> _What to produce_
Read through the entries below and return each line with the word "resolution".

> _Records provided_

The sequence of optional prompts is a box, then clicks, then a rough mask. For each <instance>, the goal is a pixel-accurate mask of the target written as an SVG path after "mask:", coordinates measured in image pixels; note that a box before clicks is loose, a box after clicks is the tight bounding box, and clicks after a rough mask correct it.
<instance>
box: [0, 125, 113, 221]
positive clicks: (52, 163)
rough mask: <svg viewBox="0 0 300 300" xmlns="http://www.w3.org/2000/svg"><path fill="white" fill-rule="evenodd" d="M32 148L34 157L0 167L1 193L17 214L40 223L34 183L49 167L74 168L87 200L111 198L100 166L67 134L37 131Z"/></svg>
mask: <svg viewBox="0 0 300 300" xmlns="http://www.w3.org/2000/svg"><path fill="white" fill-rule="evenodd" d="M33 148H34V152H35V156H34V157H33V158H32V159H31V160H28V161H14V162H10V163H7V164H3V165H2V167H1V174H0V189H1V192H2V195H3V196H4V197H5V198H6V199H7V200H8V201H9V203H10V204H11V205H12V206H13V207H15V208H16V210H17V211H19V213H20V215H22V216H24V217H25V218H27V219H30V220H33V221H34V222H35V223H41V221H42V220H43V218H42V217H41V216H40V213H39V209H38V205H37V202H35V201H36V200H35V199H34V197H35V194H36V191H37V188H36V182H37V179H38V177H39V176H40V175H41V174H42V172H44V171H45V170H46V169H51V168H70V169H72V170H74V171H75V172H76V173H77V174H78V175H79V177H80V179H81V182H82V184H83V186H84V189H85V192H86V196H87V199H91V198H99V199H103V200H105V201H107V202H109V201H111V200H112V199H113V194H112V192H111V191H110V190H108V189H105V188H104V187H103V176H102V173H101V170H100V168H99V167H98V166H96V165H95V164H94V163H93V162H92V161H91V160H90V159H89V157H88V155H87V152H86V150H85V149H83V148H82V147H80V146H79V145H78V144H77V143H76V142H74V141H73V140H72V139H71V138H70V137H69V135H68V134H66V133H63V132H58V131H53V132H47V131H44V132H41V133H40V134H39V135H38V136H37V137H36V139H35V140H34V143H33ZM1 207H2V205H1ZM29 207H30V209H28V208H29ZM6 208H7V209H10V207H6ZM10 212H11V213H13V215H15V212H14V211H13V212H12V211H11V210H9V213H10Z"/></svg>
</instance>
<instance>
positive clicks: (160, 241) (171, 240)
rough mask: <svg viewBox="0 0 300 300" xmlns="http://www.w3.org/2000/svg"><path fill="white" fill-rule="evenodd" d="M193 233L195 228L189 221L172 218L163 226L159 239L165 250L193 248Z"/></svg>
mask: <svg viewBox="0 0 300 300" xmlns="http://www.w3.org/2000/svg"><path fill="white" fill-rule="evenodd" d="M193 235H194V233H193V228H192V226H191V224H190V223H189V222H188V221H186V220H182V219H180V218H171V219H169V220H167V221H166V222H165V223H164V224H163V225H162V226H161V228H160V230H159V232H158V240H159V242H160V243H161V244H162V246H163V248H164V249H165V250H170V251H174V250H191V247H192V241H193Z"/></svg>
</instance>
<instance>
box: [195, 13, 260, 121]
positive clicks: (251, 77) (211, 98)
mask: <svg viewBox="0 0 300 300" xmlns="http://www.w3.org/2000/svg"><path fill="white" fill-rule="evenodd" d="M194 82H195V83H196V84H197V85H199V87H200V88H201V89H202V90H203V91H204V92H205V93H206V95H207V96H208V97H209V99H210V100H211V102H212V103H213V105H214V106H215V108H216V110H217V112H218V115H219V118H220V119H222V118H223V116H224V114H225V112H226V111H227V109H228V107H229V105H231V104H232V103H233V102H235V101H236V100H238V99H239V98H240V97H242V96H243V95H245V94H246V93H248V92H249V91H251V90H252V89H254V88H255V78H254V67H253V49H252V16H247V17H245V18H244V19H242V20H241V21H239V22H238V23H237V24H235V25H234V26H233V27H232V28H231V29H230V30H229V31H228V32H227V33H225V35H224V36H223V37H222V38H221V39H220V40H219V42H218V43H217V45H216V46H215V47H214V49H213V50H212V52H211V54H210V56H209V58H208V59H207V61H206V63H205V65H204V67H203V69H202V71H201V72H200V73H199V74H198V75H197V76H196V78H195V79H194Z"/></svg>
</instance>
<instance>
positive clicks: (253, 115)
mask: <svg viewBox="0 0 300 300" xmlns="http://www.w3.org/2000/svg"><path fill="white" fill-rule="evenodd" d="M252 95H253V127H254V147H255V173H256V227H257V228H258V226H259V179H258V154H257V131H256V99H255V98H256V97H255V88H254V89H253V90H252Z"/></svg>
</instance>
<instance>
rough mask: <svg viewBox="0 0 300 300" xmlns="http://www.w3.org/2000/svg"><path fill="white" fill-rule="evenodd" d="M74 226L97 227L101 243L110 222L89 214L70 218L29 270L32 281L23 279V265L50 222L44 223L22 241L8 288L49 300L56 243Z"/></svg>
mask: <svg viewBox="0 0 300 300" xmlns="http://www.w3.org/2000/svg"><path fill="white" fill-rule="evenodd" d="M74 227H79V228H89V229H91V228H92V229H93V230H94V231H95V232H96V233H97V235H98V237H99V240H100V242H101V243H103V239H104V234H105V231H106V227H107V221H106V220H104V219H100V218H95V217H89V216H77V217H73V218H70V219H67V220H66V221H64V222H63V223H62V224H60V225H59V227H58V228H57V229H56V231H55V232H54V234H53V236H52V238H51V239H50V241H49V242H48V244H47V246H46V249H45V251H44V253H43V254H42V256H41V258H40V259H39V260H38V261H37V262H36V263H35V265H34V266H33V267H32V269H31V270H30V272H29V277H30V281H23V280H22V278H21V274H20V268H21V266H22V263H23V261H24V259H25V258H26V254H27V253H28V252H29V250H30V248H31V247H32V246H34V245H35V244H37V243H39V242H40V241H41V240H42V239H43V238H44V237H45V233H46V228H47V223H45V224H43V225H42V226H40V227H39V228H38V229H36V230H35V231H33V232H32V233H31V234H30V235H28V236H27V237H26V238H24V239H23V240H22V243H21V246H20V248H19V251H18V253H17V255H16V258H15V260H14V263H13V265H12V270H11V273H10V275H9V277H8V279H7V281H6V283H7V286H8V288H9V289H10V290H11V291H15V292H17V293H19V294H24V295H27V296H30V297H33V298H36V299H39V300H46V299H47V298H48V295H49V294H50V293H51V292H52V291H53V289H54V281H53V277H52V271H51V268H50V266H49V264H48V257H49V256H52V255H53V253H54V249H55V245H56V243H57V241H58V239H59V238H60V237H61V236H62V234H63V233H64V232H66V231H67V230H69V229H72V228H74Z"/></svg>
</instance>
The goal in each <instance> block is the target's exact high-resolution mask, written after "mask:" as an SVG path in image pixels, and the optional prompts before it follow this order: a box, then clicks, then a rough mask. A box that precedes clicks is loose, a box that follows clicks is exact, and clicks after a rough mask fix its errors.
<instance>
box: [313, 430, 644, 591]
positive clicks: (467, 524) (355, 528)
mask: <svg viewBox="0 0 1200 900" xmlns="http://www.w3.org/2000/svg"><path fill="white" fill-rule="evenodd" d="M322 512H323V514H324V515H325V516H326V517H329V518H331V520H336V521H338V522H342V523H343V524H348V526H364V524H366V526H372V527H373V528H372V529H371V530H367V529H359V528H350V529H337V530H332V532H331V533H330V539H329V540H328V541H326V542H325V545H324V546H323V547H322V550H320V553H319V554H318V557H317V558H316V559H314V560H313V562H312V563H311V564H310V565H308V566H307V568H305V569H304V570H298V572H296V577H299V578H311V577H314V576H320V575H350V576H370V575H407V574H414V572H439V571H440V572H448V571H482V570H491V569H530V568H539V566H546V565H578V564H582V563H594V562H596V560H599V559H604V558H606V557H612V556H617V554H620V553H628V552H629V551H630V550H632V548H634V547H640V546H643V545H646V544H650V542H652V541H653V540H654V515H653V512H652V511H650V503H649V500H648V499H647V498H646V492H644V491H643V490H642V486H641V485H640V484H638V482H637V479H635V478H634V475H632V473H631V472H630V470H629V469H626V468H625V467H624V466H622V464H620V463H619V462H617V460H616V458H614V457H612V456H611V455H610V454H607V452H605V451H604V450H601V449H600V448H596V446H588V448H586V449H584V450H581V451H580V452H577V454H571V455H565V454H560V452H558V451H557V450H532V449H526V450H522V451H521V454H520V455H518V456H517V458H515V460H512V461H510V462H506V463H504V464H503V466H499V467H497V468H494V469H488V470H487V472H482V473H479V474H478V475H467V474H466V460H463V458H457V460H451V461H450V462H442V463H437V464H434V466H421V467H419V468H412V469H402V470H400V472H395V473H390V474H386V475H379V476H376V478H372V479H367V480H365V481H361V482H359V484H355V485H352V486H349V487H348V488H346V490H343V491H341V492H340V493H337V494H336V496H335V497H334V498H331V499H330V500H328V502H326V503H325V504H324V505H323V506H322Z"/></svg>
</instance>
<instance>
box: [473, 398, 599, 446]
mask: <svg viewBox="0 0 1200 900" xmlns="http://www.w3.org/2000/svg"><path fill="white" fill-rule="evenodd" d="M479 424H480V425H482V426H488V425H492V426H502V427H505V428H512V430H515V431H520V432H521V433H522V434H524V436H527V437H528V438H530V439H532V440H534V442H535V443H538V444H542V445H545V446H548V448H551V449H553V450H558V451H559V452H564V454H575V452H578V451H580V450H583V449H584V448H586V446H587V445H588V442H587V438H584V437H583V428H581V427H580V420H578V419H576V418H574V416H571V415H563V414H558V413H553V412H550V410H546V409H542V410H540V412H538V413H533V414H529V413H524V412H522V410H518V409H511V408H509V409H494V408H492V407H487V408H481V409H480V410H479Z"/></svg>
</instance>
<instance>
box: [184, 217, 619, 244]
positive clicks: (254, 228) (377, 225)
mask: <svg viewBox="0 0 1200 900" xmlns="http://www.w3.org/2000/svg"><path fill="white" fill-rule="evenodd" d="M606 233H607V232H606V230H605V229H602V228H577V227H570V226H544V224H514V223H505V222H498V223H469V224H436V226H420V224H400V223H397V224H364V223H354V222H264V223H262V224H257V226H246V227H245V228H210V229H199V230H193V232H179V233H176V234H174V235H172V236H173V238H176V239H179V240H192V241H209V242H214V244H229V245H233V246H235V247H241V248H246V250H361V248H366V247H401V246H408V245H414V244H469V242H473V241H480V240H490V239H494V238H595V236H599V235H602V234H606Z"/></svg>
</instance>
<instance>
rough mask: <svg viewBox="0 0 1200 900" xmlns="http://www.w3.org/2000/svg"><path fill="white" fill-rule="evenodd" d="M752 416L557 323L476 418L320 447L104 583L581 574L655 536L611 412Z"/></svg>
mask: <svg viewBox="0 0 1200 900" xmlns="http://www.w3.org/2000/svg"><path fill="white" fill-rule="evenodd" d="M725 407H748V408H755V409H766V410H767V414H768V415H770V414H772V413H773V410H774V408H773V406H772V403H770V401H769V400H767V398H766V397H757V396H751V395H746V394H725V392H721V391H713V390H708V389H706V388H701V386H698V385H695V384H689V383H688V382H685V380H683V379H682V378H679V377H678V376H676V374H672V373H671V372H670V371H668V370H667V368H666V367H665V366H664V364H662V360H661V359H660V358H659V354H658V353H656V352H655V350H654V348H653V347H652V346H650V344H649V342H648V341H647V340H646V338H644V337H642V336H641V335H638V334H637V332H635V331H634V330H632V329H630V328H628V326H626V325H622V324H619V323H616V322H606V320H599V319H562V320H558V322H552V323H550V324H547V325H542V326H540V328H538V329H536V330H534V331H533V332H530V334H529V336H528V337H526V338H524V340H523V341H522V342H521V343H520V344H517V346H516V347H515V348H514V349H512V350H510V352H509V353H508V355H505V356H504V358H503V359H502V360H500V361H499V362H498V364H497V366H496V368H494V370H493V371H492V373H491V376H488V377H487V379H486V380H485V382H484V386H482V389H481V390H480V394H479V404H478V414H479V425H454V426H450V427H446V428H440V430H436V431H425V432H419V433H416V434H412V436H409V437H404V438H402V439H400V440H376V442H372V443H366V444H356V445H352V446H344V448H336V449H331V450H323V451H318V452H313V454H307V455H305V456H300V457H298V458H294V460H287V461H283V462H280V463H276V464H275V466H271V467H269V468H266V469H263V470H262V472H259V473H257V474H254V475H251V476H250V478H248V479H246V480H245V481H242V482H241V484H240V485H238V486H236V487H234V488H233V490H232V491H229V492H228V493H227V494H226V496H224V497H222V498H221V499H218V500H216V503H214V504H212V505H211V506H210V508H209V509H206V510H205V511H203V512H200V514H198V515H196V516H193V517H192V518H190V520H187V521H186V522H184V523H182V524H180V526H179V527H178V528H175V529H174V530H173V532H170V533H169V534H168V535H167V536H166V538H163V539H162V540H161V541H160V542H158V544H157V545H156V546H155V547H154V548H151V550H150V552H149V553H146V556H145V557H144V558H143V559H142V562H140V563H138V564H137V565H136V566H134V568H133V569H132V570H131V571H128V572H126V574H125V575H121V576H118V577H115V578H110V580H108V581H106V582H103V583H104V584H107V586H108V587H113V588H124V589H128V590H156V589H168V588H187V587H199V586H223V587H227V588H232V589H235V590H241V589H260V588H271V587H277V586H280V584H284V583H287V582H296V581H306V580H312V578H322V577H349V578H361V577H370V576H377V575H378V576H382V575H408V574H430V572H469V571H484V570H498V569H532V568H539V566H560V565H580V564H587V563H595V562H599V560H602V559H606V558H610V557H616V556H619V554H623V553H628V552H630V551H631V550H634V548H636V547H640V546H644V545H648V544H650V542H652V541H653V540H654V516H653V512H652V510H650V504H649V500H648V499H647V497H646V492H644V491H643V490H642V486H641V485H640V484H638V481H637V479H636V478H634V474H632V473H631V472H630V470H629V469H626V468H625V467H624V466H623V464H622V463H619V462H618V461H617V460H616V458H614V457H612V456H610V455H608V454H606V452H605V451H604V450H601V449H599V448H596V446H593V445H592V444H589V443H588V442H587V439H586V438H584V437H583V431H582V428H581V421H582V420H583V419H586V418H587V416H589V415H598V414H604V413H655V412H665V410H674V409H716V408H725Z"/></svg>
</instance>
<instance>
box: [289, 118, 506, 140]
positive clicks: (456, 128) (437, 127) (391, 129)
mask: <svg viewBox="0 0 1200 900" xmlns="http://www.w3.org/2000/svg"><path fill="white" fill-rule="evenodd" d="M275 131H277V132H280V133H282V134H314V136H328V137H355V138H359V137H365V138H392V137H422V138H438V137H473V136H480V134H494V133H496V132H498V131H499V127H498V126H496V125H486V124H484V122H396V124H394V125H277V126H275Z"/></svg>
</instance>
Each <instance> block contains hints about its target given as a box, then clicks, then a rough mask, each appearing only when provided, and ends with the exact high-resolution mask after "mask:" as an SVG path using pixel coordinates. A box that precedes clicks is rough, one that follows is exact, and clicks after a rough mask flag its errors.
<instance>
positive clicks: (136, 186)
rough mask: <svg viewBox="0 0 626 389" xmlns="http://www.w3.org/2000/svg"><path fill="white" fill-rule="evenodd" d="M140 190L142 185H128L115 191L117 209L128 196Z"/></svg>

> _Your solution_
The goal in each <instance> block is the target's exact high-resolution mask, written after "mask:" as an SVG path in image pixels, and the optional prompts before it follow this order: a box, then clicks, then a rough mask. A box that precedes clicks is loose, a box that follows clicks is exact, and clicks after a rough mask fix its errors.
Each <instance> block contains hints about its target given as a box, then clicks, then a rough mask, each appearing only when provided, and ends with the exact high-resolution mask after "mask:" as an SVG path using pixel coordinates. A box that precedes clicks is rough, one that follows is exact, and clicks after a rough mask flag its errors.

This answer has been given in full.